• Consigne 1:
Répondez aux questions suivantes sur le texte consacré au rapport Planète vivante, une réponse par ligne.
(a) De quel pourcentage les populations de faune sauvage ont-elles diminué entre 1970 et 2020 selon ce rapport ?
(b) Quel taux de déforestation les forêts d'Amazonie ont-elles déjà atteint ?
(c) À combien de journalistes le rapport a-t-il été présenté lors de la table-ronde de Yaoundé ?
• Consigne 2: Reprenez le texte consacré au rapport Planète vivante et rédigez sa suite à partir de sa dernière phrase.
=== Texte à examiner ===
D’après le rapport Planète vivante 2024, publié le 10 octobre 2024, l’état de la biodiversité depuis les 50 dernières années (1970 et 2020) est alarmant. Il se traduit par une perte accrue de la biodiversité de l’ordre de 73% en ce qui concerne les populations de faune sauvage. Dans ce document, la planète est en train de s’approcher de manière inexorable vers les points de basculement. «Les points de basculement sont à peu près comme les points de non-retour.
Deux régions dans le monde ont été identifiées, à savoir les forêts d’Amazonie, qui ont déjà atteint un taux de déforestation de l’ordre de 17% et le point de basculement pour ces forêts-là se situe entre 20 et 25%. Lorsque ce point de basculement aurait été atteint alors ces forêts qui sont aujourd’hui les piles de carbones, c’est-à-dire qu’elles servent à absorber les émissions de gaz à effet de serre, deviendront donc des sources elles-mêmes d’émission de carbone», explique Alain Bertrand Ononino, directeur national du Fonds mondial pour la nature (WWF).
Au cours d’une table-ronde co-organisée le 19 octobre dernier à Yaoundé par l’Association des journalistes scientifiques du Cameroun (Scilife) et le Réseau des médias africains pour la promotion de la santé et l’environnement (Remapsen), en collaboration avec le Fonds Mondial pour la Nature WWF, Planète vivante, le rapport que publie tous les deux ans le WWF, a été présenté à une vingtaine de journalistes. A l’occasion, l’on a appris que le Bassin du Congo subit lui aussi des crises environnementales. Les pays de cette région ressentent déjà les effets dévastateurs des changements climatiques que sont les sécheresses, les tempêtes, les inondations et bien d’autres.
Par exemple au Cameroun, les paysans voient leurs récoltes diminuer, car le calendrier des saisons jadis connu de tous est désormais instable. Une situation qui peut provoquer une insécurité alimentaire. Les populations vivant dans les zones côtières sont menacées du fait de la montée des eaux. Les maladies émergentes sont aussi perceptibles. FINANCEMENTS Les pays du Bassin du Congo «ont une ressource extrêmement importante que sont les forêts. Ces forêts sont les régulateurs du climat mondial, le réservoir de la biodiversité, mais également ces forêts fournissent des services écosystémiques non seulement pour nos propres pays, mais également pour le monde entier», indique Jonas Kemajou Syapze, expert financement climatique WWF. Malgré son rôle très capital dans la planète, ces pays ne bénéficient pas d’autant de financements.
=== Extraits des données ===
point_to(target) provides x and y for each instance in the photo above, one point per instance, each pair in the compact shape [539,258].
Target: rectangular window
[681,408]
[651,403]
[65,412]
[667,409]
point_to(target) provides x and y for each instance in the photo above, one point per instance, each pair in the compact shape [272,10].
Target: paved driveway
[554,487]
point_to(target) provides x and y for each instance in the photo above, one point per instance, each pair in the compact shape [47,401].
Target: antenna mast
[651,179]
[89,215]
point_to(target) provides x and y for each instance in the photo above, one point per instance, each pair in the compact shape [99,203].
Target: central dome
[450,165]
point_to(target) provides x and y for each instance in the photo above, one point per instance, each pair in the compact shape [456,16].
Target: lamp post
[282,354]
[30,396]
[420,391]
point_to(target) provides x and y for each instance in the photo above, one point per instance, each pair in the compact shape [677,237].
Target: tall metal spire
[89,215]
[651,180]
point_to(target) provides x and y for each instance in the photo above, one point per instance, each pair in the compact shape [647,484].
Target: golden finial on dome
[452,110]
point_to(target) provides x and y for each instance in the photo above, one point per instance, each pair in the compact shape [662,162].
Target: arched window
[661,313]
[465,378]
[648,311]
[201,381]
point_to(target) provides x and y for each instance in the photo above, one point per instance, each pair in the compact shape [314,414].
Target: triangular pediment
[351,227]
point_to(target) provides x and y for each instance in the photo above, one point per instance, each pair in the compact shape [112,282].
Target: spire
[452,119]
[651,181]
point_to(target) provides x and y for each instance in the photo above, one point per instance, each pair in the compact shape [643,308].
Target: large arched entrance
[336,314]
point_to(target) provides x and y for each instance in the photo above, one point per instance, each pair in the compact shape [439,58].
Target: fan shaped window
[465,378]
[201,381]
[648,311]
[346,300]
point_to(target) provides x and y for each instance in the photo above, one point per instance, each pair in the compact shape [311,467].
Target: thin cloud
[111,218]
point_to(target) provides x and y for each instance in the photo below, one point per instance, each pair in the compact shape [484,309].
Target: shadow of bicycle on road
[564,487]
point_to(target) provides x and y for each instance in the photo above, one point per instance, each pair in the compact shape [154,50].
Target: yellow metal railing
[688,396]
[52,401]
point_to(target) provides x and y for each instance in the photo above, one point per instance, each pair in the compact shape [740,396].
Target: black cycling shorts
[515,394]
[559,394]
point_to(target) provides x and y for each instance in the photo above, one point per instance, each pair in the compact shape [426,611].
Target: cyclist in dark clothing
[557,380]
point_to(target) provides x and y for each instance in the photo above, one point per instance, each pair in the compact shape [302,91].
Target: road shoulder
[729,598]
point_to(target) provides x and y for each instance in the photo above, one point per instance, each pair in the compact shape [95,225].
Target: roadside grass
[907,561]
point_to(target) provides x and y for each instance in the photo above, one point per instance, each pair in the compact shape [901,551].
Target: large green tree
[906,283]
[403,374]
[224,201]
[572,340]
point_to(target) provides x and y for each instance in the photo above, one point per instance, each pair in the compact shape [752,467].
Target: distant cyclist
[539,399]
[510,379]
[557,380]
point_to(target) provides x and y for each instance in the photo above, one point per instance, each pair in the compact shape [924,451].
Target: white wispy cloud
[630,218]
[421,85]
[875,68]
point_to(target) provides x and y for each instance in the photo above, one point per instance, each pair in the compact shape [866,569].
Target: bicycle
===
• Réponse attendue 1:
(a) Elles ont diminué de 73 %.
(b) Elles ont atteint un taux de déforestation de 17 %.
(c) Le rapport a été présenté à une vingtaine de journalistes.

• Réponse attendue 2:
«Il est question de tirer le constat selon lequel de la période de 2017 à 2021, ces pays du Bassin du Congo n’ont reçu que 4% des financements par rapport au Bassin de l’Amazonie et au bassin du Bornéo-Mékong », déplore l’expert. «Il faut que cette tendance change afin que nous puissions être davantage rémunérés de ces services que le Bassin du Congo rend à la planète toute entière », renchérit le directeur national WWF. Soulignant la difficulté pour les pays du Bassin du Congo de prendre en charge leurs populations victimes des effets néfastes des changements climatiques et de la biodiversité. D’où l’impératif d’asseoir une bonne stratégie de négociation avec les partenaires lors des différents colloques internationaux.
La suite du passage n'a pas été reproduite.